→ WHAT TO PRODUCE
Update the lines below by putting "clear sky" wherever "blue sky" appears, with nothing else changed. Omit the pictures from your answer.

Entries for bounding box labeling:
______________________________

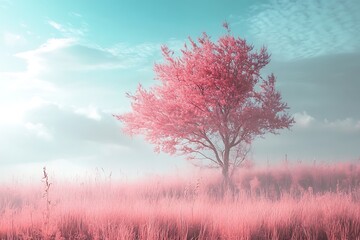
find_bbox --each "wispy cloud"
[249,0,360,60]
[48,20,88,38]
[3,32,26,47]
[293,111,360,132]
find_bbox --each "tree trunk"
[221,146,231,197]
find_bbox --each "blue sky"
[0,0,360,178]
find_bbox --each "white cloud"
[25,122,53,140]
[15,38,75,76]
[48,19,88,38]
[294,111,315,127]
[74,105,102,121]
[3,32,26,47]
[323,118,360,132]
[249,0,360,60]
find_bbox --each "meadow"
[0,163,360,240]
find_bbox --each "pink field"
[0,163,360,239]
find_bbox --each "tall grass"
[0,163,360,239]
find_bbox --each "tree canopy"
[116,26,294,180]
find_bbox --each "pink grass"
[0,164,360,239]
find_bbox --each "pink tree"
[116,24,294,189]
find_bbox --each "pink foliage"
[116,25,294,174]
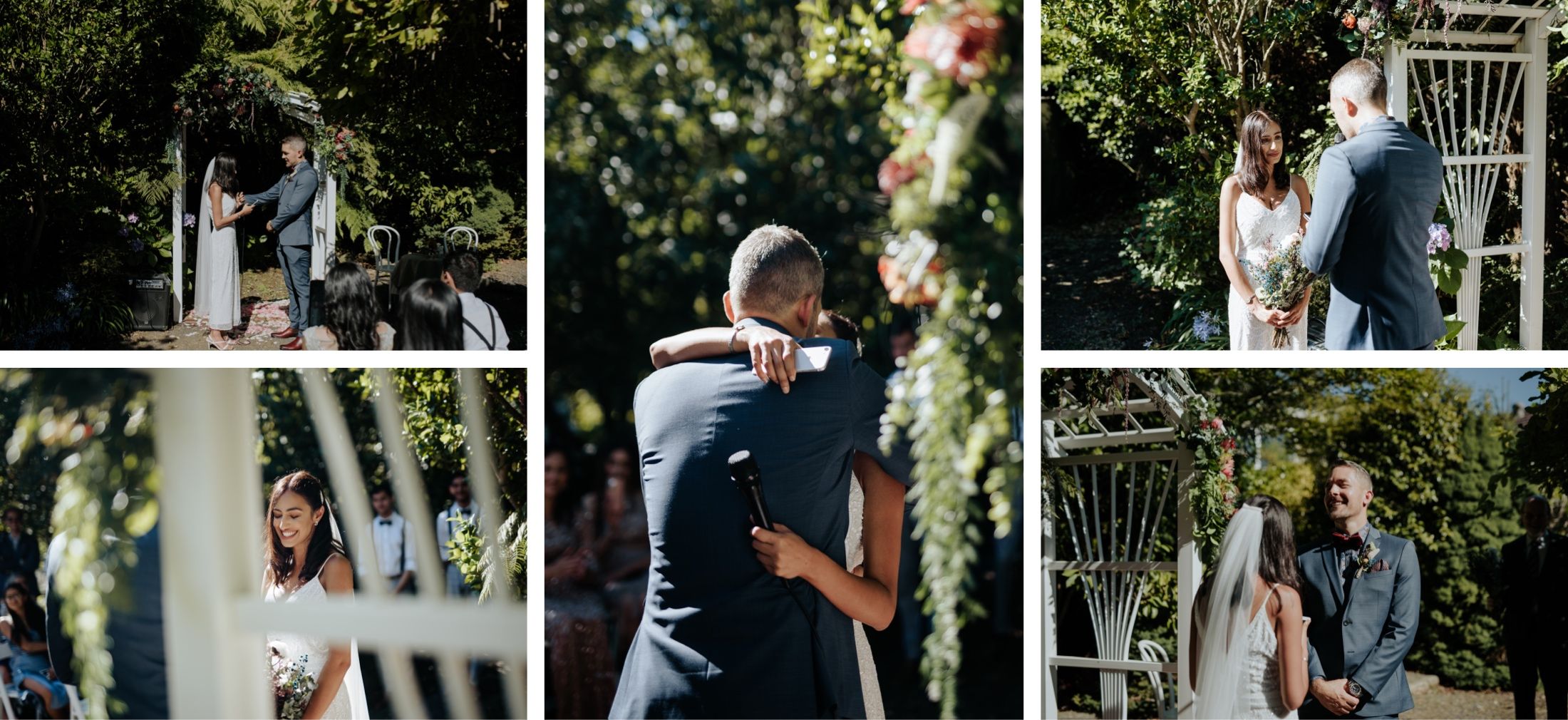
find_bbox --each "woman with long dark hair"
[398,277,463,350]
[264,470,368,720]
[1189,494,1311,719]
[0,582,71,717]
[304,262,397,350]
[193,150,251,350]
[1220,110,1312,350]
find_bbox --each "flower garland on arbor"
[797,0,1022,717]
[1041,367,1240,565]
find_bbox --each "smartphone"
[795,345,832,374]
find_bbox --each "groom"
[1296,460,1420,719]
[1301,58,1445,350]
[610,226,909,719]
[244,135,315,350]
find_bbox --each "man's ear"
[795,295,818,337]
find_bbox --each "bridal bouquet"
[268,648,315,720]
[1242,232,1317,348]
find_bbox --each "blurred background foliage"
[0,0,527,348]
[1041,0,1568,350]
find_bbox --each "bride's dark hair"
[265,470,348,587]
[212,150,240,195]
[323,262,381,350]
[1193,494,1301,613]
[1245,494,1301,590]
[1236,110,1291,196]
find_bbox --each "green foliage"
[0,370,160,717]
[1193,369,1524,689]
[1510,367,1568,493]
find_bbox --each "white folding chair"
[1138,640,1176,720]
[440,225,480,256]
[366,225,403,309]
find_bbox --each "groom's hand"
[751,523,820,580]
[1311,678,1361,715]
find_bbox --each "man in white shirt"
[440,250,508,350]
[436,475,478,596]
[359,485,414,595]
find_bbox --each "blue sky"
[1448,367,1535,409]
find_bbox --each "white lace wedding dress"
[1229,191,1306,350]
[844,477,887,720]
[1236,585,1295,720]
[267,558,370,720]
[193,163,240,329]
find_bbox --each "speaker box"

______________________________

→ TASK RESULT
find_bbox --each "wispy cloud"
[249,0,360,60]
[48,20,88,38]
[3,32,26,47]
[293,111,360,132]
find_bbox --each "tree trunk"
[221,146,231,197]
find_bbox --each "clear sky"
[0,0,360,178]
find_bbox --each "white cloud"
[25,122,53,140]
[15,38,75,76]
[48,19,88,38]
[294,111,315,127]
[74,105,102,121]
[3,32,26,47]
[323,118,360,132]
[249,0,360,60]
find_bbox --each "meadow"
[0,163,360,240]
find_bbox --each "pink field"
[0,163,360,239]
find_bbox --each "tall grass"
[0,163,360,239]
find_bbox --each "tree canopy"
[116,26,294,180]
find_bbox --each "pink grass"
[0,164,360,239]
find_bbox --each "pink tree"
[116,24,294,189]
find_bbox --each "pink foliage"
[116,25,294,174]
find_bbox --each "woman with long dark hair"
[398,277,463,350]
[264,470,368,720]
[1189,494,1311,719]
[0,582,71,717]
[304,262,397,350]
[193,150,251,350]
[1220,110,1312,350]
find_bbox --each "flower garland on arbor"
[797,0,1022,717]
[1041,367,1240,565]
find_bbox --each "smartphone"
[795,345,832,374]
find_bbox --each "groom"
[1296,460,1420,719]
[1301,58,1445,350]
[610,226,909,719]
[244,135,315,350]
find_bbox --each "man's ear"
[795,295,818,337]
find_bbox --each "bridal bouquet"
[268,648,315,720]
[1242,232,1317,348]
find_bbox --each "blurred background foliage"
[0,0,527,348]
[1041,0,1568,350]
find_bbox --each "bride's dark hair"
[265,470,348,587]
[212,150,240,195]
[323,262,381,350]
[1193,494,1301,613]
[1245,494,1301,590]
[1236,110,1291,196]
find_bbox --each "green foliage"
[0,370,160,717]
[1193,369,1524,689]
[1510,367,1568,493]
find_bbox --each "white folding chair"
[1138,640,1176,720]
[440,225,480,256]
[366,225,403,309]
find_bbox --each "groom's hand"
[751,523,820,580]
[1311,678,1361,715]
find_bbox --each "man in white shirt"
[440,250,508,350]
[436,475,478,596]
[359,485,414,595]
find_bbox --each "clear sky"
[1448,367,1535,409]
find_bbox --each "white lace wedding dress"
[1229,191,1306,350]
[844,477,887,720]
[1236,585,1295,720]
[267,558,370,720]
[193,163,240,329]
find_bbox --each "speaker box"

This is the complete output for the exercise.